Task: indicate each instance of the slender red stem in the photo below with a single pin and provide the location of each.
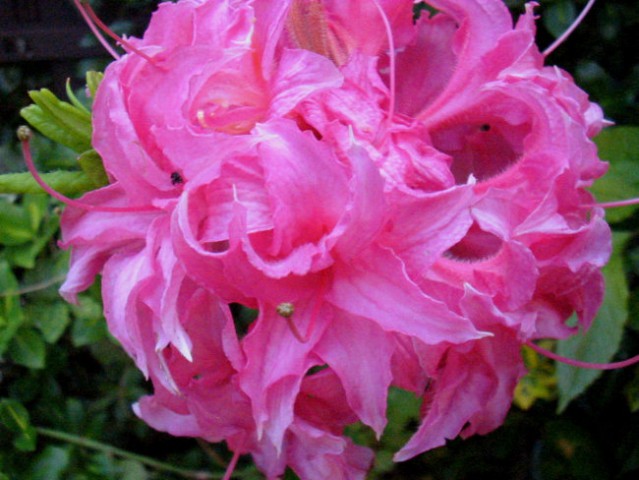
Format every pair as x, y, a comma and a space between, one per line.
127, 46
95, 30
391, 55
24, 135
619, 203
570, 29
579, 363
232, 464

------------------------

Make an exact copy of the listing above, omitting the pictures.

Task: indicate each instance of the slender red stem in the photo below with a single pin and provide the location of each.
Format every pair as x, y, a comma and a space between, one per line.
127, 46
95, 30
391, 55
24, 135
619, 203
570, 29
579, 363
232, 464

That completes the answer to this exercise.